◆ **Goal of the exercise**: Present the lines of the rows below as a Markdown table with two columns, Seq and Line: put a running number in Seq and the line itself in Line, and omit any blank lines. Begin at the line that contains "input: stick holding" and stop after the line that contains "[122,215,141,240]".

-- Start Supplied material --

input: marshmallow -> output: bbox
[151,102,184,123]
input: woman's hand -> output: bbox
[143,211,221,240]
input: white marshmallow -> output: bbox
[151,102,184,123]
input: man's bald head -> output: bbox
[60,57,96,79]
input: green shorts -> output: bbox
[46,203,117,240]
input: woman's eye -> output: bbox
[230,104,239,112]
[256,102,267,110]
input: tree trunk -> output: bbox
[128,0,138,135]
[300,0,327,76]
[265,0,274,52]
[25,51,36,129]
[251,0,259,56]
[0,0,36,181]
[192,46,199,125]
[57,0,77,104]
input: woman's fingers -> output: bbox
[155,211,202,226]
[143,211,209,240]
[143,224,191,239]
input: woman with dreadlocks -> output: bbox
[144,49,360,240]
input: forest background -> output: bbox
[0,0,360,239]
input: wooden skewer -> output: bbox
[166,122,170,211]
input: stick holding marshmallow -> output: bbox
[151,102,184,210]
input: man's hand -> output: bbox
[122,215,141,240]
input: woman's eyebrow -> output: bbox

-- End Supplied material --
-- Start Supplied material --

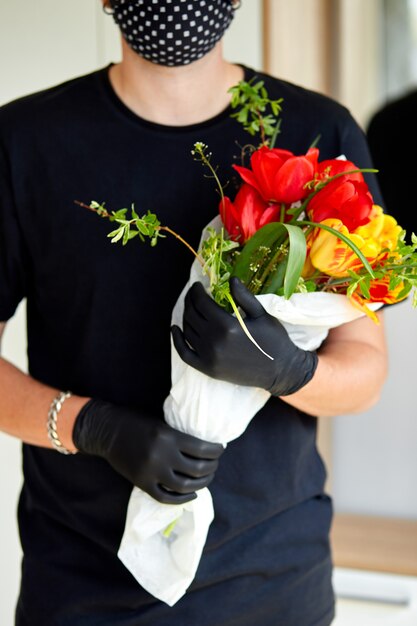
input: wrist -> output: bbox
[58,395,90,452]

-- End Supplied material --
-- Start Supplied material --

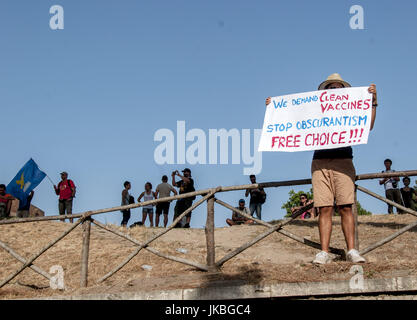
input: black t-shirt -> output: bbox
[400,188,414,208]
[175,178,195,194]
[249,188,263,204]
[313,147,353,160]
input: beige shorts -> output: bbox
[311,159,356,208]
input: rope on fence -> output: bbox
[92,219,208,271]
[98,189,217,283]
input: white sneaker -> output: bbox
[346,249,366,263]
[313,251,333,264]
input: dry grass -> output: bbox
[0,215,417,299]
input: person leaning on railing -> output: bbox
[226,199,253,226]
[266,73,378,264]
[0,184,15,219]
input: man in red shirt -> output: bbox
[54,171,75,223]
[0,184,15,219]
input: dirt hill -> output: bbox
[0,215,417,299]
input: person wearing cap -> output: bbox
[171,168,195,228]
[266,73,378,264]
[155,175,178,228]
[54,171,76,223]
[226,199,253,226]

-- End Supplied material --

◆ **Solved exercise**:
| Seq | Line |
|---|---|
| 1 | input: stick holding marshmallow -> output: bbox |
| 2 | [151,102,184,210] |
| 3 | input: man's hand -> output: bbox |
| 4 | [122,215,141,240] |